Airfield information
Runways
| Direction | Length and surface |
| 01/19 | 1,770 metres (5,807 ft) Concrete |

= Khersones air base =

Russian Black Sea Fleet air base near Sevastopol, Crimea

Khersones is an airbase of the Russian Navy's Black Sea Fleet located near Sevastopol, Crimea.

== History ==
From 1950, two newly formed air defence fighter regiments of the Soviet Union 49th Fighter Aviation Division of the Black Sea Fleet, the 433rd and 639th Fighter Aviation Regiments, were based at the Khersones airfield. The division's headquarters were located at the Belbek airfield. In 1958, the 639th regiment was redeployed to the Oktyabrskoye airfield. Both regiments were armed with MiG-17 fighters.
On April 6, 1960, by a directive of the USSR Ministry of Defence dated March 16, 1960, as part of the "further significant reduction in the Armed Forces of the USSR," the headquarters of the 49th Fighter Aviation Division at the Belbek airfield was disbanded. At the same time, the 628th and 433rd air regiments were disbanded.

After the early 1990s, following the dissolution of the Soviet Union, the base was little used by the Ukrainian military.

▶ **TASKS FOR THIS EXERCISE**
1: Name every airfield mentioned in the Khersones air base text.
2: Echo the Khersones air base text verbatim, starting at the words "Khersones is an" and stopping after "regiments were disbanded.".

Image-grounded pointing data
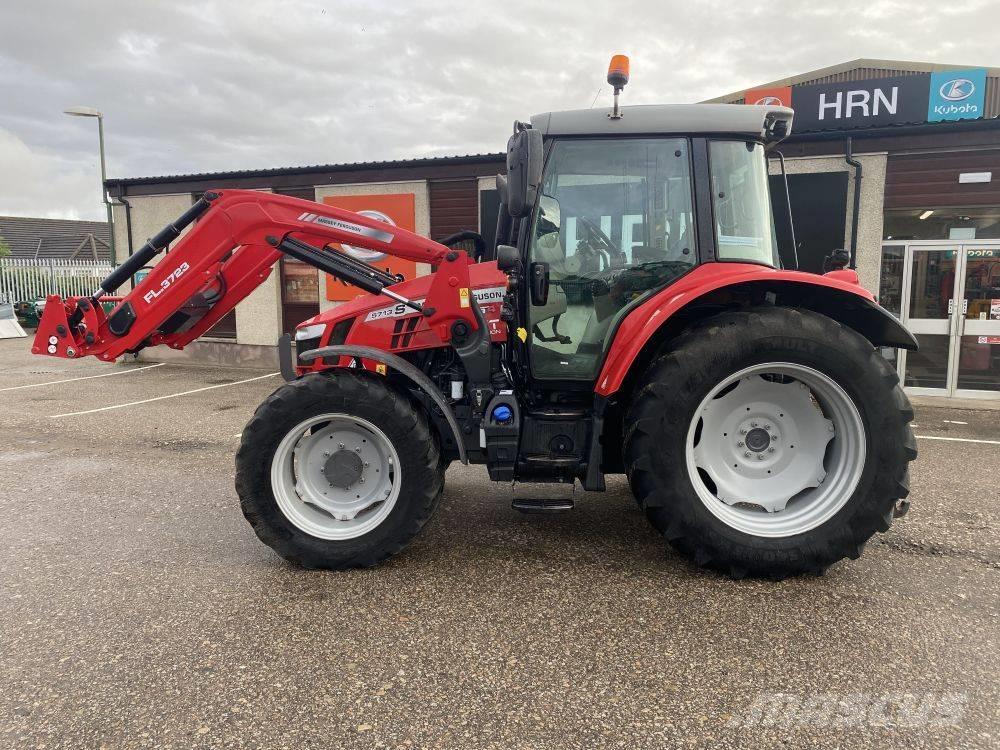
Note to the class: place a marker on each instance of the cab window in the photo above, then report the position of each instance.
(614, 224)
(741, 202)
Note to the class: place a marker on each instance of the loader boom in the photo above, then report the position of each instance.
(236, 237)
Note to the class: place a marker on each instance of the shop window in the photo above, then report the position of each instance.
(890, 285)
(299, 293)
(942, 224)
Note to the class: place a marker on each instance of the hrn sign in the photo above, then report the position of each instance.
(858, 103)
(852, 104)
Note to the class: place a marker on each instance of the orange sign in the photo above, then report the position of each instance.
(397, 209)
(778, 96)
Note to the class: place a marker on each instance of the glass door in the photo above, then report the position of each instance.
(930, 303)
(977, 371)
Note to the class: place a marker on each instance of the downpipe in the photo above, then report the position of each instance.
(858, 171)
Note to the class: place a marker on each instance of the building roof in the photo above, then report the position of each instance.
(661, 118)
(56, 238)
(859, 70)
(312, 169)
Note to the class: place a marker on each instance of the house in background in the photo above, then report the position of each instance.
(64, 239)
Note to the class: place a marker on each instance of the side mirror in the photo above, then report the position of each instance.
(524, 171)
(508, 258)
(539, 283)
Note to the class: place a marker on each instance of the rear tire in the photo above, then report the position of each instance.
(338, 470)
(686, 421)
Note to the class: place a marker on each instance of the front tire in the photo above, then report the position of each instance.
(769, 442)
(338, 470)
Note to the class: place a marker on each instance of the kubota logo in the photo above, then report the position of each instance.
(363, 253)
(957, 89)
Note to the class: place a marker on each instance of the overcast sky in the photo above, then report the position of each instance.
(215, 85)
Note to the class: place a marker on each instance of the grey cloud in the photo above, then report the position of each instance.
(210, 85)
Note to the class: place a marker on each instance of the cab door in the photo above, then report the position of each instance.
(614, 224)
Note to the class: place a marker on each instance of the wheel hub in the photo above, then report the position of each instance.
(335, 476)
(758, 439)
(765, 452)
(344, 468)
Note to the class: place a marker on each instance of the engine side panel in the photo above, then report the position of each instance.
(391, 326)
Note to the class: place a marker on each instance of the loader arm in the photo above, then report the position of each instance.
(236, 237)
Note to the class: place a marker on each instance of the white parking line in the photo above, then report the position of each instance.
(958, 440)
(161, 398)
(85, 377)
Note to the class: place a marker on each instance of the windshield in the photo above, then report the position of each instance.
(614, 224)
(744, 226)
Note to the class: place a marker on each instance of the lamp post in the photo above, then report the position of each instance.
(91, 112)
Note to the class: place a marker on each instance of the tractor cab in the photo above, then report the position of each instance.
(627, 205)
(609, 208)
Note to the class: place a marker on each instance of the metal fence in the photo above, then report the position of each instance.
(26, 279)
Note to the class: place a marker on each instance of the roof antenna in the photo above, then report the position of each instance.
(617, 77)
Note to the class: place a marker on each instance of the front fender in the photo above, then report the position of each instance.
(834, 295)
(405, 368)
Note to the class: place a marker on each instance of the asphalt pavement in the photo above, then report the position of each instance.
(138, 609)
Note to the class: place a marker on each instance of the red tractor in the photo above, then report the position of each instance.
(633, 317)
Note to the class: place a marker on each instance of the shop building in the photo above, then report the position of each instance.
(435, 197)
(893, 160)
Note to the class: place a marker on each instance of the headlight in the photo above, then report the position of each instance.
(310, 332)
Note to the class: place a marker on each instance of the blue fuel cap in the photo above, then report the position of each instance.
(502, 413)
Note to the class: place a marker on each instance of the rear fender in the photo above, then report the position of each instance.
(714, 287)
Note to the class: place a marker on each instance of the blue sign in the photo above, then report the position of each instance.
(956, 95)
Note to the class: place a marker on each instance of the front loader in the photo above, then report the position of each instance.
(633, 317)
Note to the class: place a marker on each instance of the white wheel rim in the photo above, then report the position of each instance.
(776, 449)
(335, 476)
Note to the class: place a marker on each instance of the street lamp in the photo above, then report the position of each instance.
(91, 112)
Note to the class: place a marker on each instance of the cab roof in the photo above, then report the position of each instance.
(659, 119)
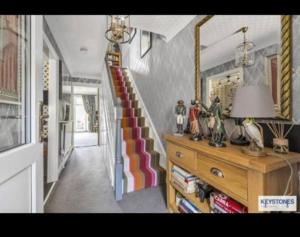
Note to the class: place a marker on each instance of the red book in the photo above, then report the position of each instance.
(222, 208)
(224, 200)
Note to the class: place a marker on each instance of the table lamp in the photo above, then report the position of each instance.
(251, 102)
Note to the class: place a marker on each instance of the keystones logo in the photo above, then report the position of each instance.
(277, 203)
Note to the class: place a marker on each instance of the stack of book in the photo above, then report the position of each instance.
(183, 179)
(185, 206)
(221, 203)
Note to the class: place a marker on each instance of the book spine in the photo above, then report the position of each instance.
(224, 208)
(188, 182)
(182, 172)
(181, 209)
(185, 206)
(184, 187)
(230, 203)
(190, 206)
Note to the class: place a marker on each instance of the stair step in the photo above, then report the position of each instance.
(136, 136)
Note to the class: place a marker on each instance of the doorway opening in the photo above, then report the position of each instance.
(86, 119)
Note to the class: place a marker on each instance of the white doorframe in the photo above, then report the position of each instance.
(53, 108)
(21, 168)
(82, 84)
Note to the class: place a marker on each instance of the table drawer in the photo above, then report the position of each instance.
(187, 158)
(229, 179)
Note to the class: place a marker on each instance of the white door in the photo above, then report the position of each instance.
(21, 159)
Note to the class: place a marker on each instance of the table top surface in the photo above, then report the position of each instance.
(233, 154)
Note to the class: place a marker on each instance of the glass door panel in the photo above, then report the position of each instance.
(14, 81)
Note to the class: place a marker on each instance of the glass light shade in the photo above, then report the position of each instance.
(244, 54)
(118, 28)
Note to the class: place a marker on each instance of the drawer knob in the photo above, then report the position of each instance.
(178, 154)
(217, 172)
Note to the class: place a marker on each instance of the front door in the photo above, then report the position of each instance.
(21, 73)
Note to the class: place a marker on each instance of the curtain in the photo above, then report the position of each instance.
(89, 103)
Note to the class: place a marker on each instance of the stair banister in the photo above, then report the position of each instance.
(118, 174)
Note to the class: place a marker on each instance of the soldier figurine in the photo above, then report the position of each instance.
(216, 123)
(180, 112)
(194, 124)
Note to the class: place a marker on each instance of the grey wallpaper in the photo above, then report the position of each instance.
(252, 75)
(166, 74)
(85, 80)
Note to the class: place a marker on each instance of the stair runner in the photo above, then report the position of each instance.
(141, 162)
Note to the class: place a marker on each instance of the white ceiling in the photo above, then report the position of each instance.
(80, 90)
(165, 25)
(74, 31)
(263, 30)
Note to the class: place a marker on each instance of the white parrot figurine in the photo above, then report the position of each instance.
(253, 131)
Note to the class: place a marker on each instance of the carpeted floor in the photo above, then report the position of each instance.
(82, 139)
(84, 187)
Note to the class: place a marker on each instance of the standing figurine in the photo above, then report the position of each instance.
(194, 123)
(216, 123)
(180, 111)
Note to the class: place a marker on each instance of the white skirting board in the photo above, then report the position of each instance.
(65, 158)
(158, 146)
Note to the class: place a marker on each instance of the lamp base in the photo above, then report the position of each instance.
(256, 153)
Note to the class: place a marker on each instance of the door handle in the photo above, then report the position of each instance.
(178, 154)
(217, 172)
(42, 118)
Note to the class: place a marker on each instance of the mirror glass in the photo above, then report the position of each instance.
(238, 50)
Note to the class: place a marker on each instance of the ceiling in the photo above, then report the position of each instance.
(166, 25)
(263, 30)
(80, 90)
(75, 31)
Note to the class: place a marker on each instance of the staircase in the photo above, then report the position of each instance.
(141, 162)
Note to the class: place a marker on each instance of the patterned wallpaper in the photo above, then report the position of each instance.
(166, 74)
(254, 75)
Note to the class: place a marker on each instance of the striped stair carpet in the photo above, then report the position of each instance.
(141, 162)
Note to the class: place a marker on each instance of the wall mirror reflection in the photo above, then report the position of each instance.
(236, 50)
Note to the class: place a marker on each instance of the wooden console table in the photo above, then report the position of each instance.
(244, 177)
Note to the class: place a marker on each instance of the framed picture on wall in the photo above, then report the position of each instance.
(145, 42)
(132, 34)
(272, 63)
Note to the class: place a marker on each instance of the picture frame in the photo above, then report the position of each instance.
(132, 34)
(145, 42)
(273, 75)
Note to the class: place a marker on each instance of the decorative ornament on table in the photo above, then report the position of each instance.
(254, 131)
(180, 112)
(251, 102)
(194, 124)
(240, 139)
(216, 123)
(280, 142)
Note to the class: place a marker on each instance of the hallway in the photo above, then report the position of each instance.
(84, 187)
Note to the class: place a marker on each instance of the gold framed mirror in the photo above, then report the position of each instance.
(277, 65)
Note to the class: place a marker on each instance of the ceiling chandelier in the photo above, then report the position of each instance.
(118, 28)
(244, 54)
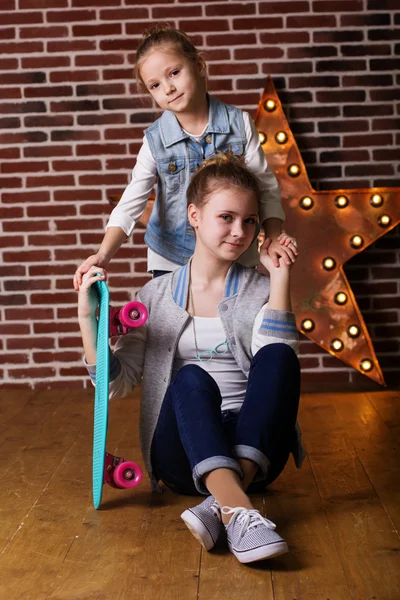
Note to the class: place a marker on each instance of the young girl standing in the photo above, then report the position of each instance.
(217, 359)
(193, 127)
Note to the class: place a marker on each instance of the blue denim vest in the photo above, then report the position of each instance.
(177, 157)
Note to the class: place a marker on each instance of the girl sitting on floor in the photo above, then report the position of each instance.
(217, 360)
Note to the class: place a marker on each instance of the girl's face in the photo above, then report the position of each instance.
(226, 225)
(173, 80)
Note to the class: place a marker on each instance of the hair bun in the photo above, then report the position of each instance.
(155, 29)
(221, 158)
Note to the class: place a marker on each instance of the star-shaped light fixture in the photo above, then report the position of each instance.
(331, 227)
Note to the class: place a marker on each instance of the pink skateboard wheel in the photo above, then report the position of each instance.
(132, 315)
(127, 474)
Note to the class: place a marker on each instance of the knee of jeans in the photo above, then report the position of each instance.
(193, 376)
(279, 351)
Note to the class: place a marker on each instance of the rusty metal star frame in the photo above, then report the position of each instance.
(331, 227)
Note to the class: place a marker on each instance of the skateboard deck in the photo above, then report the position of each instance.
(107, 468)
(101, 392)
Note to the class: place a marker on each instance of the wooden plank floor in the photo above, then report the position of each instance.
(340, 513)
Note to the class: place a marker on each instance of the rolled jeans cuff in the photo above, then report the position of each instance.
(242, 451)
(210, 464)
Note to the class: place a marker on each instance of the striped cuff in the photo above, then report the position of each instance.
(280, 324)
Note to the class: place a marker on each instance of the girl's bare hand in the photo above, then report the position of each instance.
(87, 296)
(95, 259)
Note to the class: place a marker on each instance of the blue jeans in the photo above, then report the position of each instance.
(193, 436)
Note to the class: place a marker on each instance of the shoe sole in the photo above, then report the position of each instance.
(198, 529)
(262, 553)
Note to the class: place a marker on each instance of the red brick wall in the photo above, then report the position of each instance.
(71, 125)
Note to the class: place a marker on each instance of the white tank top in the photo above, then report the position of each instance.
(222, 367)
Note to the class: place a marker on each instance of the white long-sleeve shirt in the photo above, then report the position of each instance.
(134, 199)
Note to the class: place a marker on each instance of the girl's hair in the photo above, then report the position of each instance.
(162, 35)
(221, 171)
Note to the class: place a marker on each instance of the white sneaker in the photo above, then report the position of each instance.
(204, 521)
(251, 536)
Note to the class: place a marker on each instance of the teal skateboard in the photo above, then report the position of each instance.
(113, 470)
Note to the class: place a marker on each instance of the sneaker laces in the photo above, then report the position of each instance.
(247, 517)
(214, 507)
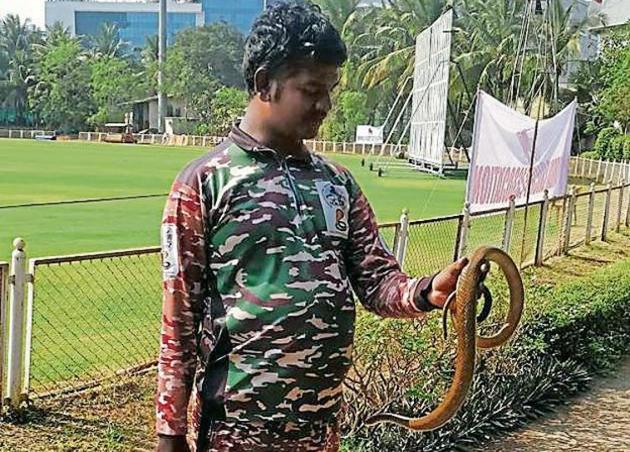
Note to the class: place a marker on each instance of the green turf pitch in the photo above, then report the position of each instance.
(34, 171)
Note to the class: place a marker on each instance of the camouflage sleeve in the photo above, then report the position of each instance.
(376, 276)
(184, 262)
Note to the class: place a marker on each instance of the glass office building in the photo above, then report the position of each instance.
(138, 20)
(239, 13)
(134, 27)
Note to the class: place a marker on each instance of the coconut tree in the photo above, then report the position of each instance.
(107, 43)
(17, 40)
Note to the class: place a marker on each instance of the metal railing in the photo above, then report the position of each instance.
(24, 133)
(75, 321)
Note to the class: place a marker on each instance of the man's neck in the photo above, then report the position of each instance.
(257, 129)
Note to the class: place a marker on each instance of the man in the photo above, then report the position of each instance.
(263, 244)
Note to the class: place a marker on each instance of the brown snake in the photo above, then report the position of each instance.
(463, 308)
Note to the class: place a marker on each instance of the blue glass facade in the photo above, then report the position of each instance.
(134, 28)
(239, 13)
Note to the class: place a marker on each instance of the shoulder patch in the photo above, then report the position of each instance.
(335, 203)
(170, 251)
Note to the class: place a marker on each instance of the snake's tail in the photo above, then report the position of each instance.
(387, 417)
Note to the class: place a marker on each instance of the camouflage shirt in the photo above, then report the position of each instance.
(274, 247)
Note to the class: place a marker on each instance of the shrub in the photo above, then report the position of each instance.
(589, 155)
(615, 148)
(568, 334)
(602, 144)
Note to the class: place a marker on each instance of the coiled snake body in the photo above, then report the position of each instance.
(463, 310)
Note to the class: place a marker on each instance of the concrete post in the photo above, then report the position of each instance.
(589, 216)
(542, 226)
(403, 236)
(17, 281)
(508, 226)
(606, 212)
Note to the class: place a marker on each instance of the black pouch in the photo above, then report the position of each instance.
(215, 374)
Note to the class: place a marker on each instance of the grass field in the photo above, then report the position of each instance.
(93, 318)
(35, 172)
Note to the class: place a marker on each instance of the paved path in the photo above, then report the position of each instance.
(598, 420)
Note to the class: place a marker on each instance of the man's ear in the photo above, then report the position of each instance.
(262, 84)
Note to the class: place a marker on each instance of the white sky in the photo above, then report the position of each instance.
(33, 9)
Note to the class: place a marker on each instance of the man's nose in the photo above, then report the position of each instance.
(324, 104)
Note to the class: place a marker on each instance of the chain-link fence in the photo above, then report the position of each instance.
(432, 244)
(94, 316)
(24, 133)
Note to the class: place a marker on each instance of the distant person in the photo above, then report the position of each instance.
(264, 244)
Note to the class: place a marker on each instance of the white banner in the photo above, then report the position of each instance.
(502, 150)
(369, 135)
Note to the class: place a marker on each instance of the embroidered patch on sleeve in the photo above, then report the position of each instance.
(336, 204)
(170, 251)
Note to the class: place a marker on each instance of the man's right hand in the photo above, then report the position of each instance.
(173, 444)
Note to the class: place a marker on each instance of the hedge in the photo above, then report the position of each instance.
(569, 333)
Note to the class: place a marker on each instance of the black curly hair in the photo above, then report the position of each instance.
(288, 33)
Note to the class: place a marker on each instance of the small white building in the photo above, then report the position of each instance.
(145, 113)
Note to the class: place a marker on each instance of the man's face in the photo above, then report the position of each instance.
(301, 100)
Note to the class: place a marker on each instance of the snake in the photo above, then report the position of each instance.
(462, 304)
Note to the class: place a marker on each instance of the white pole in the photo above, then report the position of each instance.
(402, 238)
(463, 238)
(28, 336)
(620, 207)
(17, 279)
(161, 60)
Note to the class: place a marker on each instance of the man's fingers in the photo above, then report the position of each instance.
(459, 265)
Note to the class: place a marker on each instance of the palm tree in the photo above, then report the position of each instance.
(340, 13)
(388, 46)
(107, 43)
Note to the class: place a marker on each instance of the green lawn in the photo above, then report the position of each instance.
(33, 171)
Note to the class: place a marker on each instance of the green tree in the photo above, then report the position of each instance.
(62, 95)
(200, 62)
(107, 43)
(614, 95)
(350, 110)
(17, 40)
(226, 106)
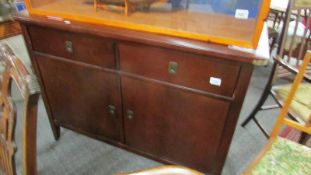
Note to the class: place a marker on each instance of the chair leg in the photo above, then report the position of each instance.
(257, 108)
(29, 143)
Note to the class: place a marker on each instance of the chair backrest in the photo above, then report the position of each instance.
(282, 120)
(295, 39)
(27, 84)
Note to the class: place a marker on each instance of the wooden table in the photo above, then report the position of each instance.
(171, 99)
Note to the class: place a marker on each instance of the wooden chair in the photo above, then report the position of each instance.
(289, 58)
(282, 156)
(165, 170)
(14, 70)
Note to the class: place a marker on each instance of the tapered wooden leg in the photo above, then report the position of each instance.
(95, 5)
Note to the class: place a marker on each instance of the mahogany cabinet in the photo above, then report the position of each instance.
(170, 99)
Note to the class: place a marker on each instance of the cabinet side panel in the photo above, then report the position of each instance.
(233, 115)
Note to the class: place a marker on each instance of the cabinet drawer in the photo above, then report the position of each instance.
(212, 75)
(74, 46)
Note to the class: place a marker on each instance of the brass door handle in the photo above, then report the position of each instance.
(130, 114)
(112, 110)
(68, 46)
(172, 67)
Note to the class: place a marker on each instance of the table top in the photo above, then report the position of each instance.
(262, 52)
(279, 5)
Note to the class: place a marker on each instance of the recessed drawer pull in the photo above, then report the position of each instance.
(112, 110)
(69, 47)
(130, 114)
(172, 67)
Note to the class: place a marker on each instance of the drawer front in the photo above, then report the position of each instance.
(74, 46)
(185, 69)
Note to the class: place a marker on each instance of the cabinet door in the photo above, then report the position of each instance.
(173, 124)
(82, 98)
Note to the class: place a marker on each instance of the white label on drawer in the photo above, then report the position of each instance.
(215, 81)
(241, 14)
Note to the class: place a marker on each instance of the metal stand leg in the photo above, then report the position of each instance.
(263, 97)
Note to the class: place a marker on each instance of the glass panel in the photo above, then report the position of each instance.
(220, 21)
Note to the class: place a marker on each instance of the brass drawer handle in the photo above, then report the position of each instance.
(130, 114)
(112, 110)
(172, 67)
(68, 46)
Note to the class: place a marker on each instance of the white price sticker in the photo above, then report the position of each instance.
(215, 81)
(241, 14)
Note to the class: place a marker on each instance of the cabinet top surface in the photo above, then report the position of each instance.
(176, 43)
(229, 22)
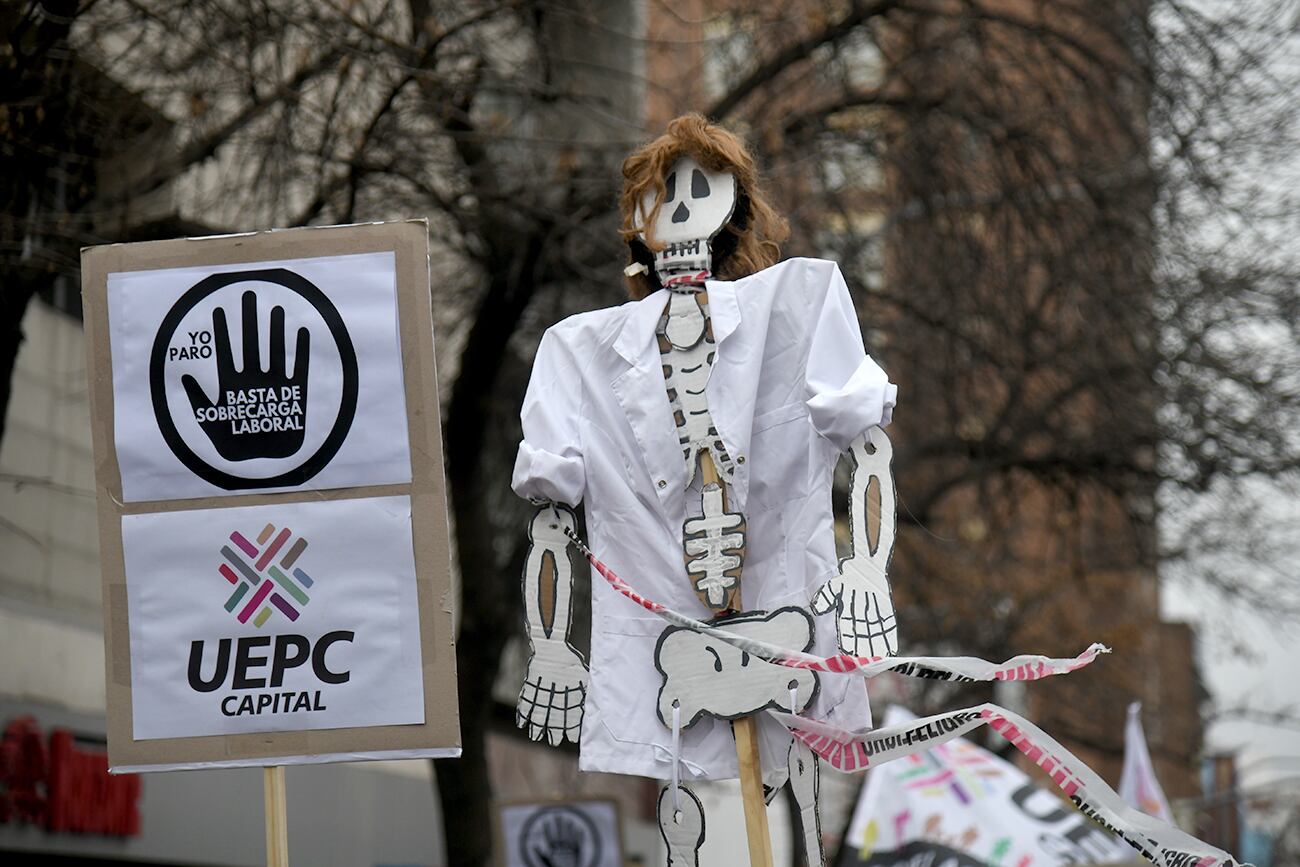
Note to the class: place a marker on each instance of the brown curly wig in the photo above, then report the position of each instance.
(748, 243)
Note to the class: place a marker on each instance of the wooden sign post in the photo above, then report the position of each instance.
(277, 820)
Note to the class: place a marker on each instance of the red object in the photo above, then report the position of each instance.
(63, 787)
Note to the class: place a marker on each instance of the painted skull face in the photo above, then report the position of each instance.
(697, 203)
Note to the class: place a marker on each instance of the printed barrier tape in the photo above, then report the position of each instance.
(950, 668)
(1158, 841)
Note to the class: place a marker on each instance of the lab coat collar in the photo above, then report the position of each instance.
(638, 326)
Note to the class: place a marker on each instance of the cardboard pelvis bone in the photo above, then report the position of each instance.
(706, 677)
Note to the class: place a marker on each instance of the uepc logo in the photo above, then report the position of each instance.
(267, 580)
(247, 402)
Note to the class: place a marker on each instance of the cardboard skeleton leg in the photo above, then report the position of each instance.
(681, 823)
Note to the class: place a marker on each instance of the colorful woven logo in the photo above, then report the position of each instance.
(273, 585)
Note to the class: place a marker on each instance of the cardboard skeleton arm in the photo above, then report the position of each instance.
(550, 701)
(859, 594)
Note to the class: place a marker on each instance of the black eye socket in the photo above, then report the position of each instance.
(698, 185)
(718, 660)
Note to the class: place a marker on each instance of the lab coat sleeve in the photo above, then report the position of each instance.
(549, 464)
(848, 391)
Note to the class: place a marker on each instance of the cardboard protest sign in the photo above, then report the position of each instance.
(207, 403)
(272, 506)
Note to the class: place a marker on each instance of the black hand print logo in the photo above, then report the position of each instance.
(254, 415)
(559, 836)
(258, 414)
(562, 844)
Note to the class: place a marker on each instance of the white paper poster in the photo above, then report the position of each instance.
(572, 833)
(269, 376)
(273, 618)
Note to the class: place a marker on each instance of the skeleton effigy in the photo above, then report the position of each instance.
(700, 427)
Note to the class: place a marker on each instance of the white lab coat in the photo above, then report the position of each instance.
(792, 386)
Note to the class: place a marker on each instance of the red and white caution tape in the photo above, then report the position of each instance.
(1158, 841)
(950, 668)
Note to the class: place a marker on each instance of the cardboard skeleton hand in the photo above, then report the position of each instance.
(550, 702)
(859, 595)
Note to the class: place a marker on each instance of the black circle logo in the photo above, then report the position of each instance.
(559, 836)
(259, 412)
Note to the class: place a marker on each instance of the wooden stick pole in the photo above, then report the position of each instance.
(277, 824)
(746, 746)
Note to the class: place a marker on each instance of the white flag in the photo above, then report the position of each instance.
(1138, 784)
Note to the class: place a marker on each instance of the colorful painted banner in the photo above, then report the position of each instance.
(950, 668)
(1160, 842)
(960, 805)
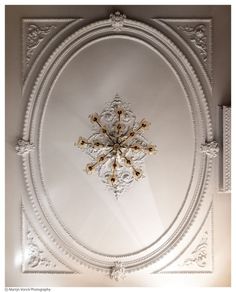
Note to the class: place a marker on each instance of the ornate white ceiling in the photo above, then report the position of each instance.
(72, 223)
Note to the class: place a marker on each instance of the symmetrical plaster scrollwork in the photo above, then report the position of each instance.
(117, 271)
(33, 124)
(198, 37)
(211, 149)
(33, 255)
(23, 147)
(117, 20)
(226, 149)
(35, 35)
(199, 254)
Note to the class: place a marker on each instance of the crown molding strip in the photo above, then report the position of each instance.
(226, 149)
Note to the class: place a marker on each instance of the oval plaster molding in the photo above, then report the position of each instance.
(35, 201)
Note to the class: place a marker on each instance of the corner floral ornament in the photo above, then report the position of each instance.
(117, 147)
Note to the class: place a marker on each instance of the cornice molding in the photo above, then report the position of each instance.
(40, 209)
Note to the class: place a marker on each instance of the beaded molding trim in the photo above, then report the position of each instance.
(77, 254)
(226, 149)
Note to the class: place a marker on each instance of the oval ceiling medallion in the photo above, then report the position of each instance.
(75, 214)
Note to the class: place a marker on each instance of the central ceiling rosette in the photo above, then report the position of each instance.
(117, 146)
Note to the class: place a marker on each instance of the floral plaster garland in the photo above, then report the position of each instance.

▶ **TASK ANSWERS**
1: Khersones, Belbek, Oktyabrskoye

2:
Khersones is an airbase of the Russian Navy's Black Sea Fleet located near Sevastopol, Crimea.

== History ==
From 1950, two newly formed air defence fighter regiments of the Soviet Union 49th Fighter Aviation Division of the Black Sea Fleet, the 433rd and 639th Fighter Aviation Regiments, were based at the Khersones airfield. The division's headquarters were located at the Belbek airfield. In 1958, the 639th regiment was redeployed to the Oktyabrskoye airfield. Both regiments were armed with MiG-17 fighters.
On April 6, 1960, by a directive of the USSR Ministry of Defence dated March 16, 1960, as part of the "further significant reduction in the Armed Forces of the USSR," the headquarters of the 49th Fighter Aviation Division at the Belbek airfield was disbanded. At the same time, the 628th and 433rd air regiments were disbanded.